Extract the text of each entry below exactly, leaving every image behind.

-.-.-

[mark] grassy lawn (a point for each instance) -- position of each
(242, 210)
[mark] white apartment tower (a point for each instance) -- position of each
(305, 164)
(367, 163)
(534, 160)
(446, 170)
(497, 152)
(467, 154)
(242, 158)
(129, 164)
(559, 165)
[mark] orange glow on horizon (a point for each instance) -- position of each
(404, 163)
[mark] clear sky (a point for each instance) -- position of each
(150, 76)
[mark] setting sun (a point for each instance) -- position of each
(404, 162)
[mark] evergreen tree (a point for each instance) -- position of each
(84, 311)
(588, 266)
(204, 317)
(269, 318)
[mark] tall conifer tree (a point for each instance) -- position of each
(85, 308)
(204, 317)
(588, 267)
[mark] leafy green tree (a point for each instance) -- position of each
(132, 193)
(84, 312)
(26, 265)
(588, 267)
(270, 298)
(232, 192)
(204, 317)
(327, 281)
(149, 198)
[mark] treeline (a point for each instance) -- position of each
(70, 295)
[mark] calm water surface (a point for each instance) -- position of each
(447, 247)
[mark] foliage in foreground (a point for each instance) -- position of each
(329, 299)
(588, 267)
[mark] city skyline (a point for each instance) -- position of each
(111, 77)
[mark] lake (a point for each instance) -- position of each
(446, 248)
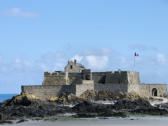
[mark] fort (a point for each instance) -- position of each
(76, 79)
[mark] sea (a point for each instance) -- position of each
(130, 121)
(4, 97)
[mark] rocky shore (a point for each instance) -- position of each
(28, 107)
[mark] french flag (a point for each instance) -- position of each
(136, 54)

-.-.-

> [Result]:
[mark] grassy lawn (a point for each instance) -- position of each
(242, 210)
[mark] white apartment tower (a point for each instance) -- position of each
(305, 164)
(367, 163)
(534, 160)
(446, 170)
(497, 152)
(467, 154)
(242, 158)
(129, 164)
(559, 165)
[mark] orange glow on horizon (a point for each instance) -- position of each
(404, 163)
[mark] clear sky (a point for each instance) -- position of each
(150, 76)
[mark] setting sun (a point for each instance) -- position of each
(404, 162)
[mark] evergreen tree (a point for each instance) -- position of each
(84, 311)
(588, 266)
(204, 317)
(269, 318)
[mark] tall conifer tree (a point for each instance) -- position of each
(85, 308)
(204, 317)
(588, 267)
[mark] leafy green tree (a point for each instance) -- position of each
(132, 193)
(84, 312)
(26, 265)
(588, 267)
(270, 298)
(232, 192)
(204, 317)
(327, 281)
(149, 198)
[mark] treeline (a point for each instance) -- position of each
(70, 295)
[mark] calm water surface (a point for each instance) -- position of each
(447, 247)
[mark] foliage in foreground (a point for each instance) -- position of each
(329, 299)
(588, 267)
[mark] city skyline (a point for each instance) -- position of each
(111, 77)
[mark] lake (a point for each instance) -- position of each
(446, 248)
[mark] fort (a point for each instance) -- position of each
(76, 79)
[mark] sea (a point for each instance) -- position of each
(130, 121)
(4, 97)
[mark] rocky shore (a point for each instance) -- position of each
(28, 107)
[mark] french flag (a point for each instance) -- position of each
(136, 54)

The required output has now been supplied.